[Dataset rows showing where objects appear]
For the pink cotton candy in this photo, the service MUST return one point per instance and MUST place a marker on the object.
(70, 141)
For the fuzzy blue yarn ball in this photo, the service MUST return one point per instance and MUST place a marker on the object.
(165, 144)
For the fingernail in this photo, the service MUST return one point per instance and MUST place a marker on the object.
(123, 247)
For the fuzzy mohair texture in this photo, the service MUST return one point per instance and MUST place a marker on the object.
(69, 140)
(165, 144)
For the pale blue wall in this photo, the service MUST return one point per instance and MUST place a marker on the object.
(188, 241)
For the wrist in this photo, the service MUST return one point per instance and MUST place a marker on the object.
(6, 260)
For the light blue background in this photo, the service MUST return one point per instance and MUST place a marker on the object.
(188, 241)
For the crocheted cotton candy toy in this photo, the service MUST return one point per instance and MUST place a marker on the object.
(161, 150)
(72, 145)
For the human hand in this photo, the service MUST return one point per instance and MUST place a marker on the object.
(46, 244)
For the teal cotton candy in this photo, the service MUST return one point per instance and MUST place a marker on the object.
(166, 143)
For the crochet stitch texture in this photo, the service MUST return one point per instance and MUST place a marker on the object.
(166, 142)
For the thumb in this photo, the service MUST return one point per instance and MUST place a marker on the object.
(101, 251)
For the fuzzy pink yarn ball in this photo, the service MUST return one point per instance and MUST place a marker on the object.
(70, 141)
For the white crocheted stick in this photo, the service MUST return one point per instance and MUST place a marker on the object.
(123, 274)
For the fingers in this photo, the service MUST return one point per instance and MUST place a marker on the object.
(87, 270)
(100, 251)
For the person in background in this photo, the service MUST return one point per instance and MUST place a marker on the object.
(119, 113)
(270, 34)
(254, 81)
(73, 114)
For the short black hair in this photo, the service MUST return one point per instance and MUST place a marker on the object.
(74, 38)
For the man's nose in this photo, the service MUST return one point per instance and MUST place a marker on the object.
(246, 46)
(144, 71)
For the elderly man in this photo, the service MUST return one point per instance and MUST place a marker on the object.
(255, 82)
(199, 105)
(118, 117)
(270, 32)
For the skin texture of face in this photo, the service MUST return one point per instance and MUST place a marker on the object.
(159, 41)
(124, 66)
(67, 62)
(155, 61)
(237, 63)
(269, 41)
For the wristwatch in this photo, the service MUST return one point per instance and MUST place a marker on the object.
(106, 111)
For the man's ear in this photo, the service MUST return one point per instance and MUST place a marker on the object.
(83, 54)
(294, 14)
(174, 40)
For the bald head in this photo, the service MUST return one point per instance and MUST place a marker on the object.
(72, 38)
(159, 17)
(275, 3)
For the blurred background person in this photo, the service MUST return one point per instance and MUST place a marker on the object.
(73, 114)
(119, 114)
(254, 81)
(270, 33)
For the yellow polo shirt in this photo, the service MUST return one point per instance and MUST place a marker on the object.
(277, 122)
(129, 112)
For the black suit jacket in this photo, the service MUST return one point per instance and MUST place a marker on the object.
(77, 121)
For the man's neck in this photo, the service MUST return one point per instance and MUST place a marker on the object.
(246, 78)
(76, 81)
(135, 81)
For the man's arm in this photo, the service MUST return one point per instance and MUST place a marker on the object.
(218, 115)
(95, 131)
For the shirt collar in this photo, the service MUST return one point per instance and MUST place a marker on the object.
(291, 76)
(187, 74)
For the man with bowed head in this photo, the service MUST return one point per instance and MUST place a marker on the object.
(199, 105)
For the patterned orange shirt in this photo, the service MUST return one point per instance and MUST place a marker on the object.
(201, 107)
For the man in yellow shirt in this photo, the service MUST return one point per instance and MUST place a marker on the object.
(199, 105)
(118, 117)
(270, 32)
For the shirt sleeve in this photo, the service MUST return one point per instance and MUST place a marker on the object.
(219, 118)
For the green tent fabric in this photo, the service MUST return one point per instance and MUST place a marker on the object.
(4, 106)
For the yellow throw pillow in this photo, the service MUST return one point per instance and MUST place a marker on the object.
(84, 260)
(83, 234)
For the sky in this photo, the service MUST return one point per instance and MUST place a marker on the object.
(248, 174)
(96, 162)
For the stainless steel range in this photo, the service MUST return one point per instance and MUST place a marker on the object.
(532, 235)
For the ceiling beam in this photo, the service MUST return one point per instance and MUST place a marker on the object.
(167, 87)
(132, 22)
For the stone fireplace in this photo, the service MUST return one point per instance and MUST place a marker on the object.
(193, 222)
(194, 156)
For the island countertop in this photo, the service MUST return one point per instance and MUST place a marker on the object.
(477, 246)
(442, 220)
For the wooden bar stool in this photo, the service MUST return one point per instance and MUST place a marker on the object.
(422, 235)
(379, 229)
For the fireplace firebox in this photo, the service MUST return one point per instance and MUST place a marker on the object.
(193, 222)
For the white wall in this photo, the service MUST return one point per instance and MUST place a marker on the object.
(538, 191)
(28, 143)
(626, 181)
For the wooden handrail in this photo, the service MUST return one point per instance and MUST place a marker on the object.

> [PROBLEM DESCRIPTION] Extract all of the rows above and reproduce each line unchanged.

> [OUTPUT FOR THIS EXERCISE]
For the pink cotton candy in this photo, the service MUST return one point per instance and MUST place a marker on the object.
(70, 141)
For the fuzzy blue yarn ball in this photo, the service MUST return one point per instance and MUST place a marker on the object.
(165, 144)
For the fingernail in this photo, the service MUST return one point per instance and MUST place a marker on the object.
(123, 247)
For the fuzzy mohair texture in this photo, the service MUST return one point per instance and MUST place a marker on the object.
(69, 140)
(165, 144)
For the pale blue wall in this photo, the service MUST return one point per instance and MUST place a marker on the object.
(188, 241)
For the wrist in this photo, the service MUST return one point per instance and MUST place a marker on the object.
(6, 260)
For the light blue background in this photo, the service MUST return one point per instance and MUST place a marker on the object.
(188, 241)
For the crocheted cotton candy toy in this photo, the service MUST return one point per instance and MUST place a marker on the object.
(161, 150)
(72, 145)
For the human hand in this photo, the service MUST return one point per instance and MUST place a marker on the object.
(46, 244)
For the teal cotton candy in this photo, the service MUST return one point per instance and MUST place a marker on the object.
(166, 143)
For the crochet stitch texture in this photo, the service MUST return one point per instance and MUST place a marker on the object.
(166, 142)
For the thumb in this photo, the service MUST return one point per instance and MUST place a marker on the object.
(101, 251)
For the fuzzy pink yarn ball in this photo, the service MUST return one point per instance and MUST place a marker on the object.
(70, 141)
For the white crocheted stick in this photo, the service MUST return one point per instance and MUST place a marker on the object.
(123, 274)
For the fingers in this photo, the service MUST return one point per instance and MUST place a marker on the object.
(87, 270)
(100, 251)
For the person in background in this photo, the service MUST return one point per instance and MUST place a marker on the object.
(119, 113)
(270, 34)
(254, 81)
(73, 114)
For the short black hair in this photo, the service MUST return one point per instance and MUST place a marker on the object.
(74, 38)
For the man's nose in this photo, the service MUST return one point per instance and MUST place a marker on the object.
(246, 46)
(144, 71)
For the elderly man in this photo, the service MUST return one point per instance and MUST place a marker on the object.
(255, 82)
(199, 105)
(118, 117)
(270, 32)
For the skin texture of face in this photo, the service MUST return one point per instance and MUST place a marker on the object.
(159, 41)
(124, 66)
(67, 62)
(155, 61)
(237, 63)
(269, 41)
For the wristwatch in this photo, the service MUST return one point per instance and MUST place a marker on the object.
(106, 111)
For the man's ear in this photo, the service MUST return one point per instance and MUST place a marker on the object.
(83, 54)
(294, 14)
(174, 40)
For the bald head in this photo, the service MUST return one point per instance and MUST place a marker on the object.
(72, 38)
(159, 17)
(275, 3)
For the blurred background person in this photo, the service MUST return one point per instance and MUST place a marker on the object.
(73, 114)
(119, 114)
(254, 81)
(270, 33)
For the yellow polo shirt in this photo, the service MUST return one point per instance and MUST place a marker on the object.
(277, 122)
(129, 112)
For the black suit jacket in this photo, the service MUST return one point per instance and MUST place a marker on the object.
(77, 121)
For the man's neck in this photo, the service MUST return one point per instance and MUST place a marker on the object.
(246, 78)
(76, 81)
(135, 81)
For the man's arm in this photo, the service MUST return one point per instance and MUST place a marker on the object.
(218, 115)
(95, 131)
For the shirt collar in this photo, the service MUST return one point per instance and MUST place a marker on the object.
(291, 76)
(187, 74)
For the man with bowed head in this photo, the service MUST return one point per instance and MUST place a marker on the object.
(199, 105)
For the patterned orange shirt in this photo, the service MUST return one point per instance and MUST place a marker on the object.
(201, 107)
For the man in yellow shirt in this photo, the service MUST return one point per instance and MUST place a marker on the object.
(199, 105)
(118, 117)
(270, 32)
For the shirt sleeve in this photo, the service MUST return one point per instance and MUST place a marker on the object.
(219, 118)
For the green tent fabric in this photo, the service MUST return one point per instance and MUST place a marker on the object.
(4, 106)
For the yellow throw pillow in this photo, the service MUST return one point per instance and MUST place a marker on the object.
(84, 260)
(83, 234)
For the sky in this photo, the service MUST return one point per instance and MUST place a marker on the object.
(248, 174)
(96, 162)
For the stainless steel range in this photo, the service MUST return one point per instance and MUST place a marker on the object.
(532, 235)
For the ceiling beam in this photo, the service MUST return one point per instance and MUST place a marker on the object.
(167, 87)
(132, 22)
For the stone fireplace in this photo, the service MUST return one point per instance and MUST place a marker on the object.
(193, 222)
(194, 156)
For the island countertop in this photo, the service MUST return one point per instance and MUST place a marker on the object.
(477, 246)
(442, 220)
For the wooden bar stool in this photo, the service MUST return one point per instance and MUST place a marker on the object.
(422, 235)
(379, 229)
For the fireplace firebox in this photo, the service MUST return one point per instance and MUST place a marker on the object.
(193, 222)
For the white wall in this photo, the service MUST return one point per instance and MUST place a marker on the object.
(538, 191)
(28, 143)
(626, 181)
For the wooden handrail in this photo, the service MUST return one point per instance and MUST place a marker on the object.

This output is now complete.